### Given request
Rewrite the lines below from the first one through the line containing "Draw the outline of every instance of the metal", putting "search term" wherever "noun phrase" appears and leaving everything else unchanged.
§
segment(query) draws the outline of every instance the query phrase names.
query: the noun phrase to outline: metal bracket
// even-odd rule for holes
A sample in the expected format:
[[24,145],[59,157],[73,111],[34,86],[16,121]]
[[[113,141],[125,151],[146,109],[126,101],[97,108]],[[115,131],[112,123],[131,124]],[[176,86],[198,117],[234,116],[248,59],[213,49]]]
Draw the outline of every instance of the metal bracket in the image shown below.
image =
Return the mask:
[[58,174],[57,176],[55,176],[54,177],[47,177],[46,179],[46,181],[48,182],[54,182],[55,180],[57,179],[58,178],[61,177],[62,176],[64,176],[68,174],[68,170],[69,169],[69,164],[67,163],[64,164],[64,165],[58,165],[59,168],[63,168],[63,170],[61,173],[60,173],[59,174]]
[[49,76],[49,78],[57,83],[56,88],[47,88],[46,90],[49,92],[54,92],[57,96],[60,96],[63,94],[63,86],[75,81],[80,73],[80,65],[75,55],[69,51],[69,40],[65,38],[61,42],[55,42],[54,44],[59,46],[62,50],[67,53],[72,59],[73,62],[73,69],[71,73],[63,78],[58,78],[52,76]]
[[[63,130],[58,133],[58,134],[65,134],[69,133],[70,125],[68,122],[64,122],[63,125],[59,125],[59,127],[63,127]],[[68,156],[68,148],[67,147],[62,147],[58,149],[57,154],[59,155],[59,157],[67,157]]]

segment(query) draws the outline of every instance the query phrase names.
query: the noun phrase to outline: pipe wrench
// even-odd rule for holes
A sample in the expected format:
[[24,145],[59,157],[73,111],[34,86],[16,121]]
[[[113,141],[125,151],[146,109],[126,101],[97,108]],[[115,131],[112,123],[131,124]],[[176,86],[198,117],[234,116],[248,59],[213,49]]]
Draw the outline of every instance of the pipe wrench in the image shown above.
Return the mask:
§
### Complete output
segment(query) draws the outline of every instance the query phrase names.
query: the search term to outline: metal bracket
// even-odd rule for holes
A sample in the expected format:
[[24,145],[59,157],[73,111],[34,86],[16,121]]
[[[113,141],[125,151],[146,109],[126,101],[97,108]],[[115,131],[112,123],[131,124]],[[176,86],[198,117],[234,116],[248,59],[213,49]]]
Draw the outline of every instance of the metal bracket in the image shown below.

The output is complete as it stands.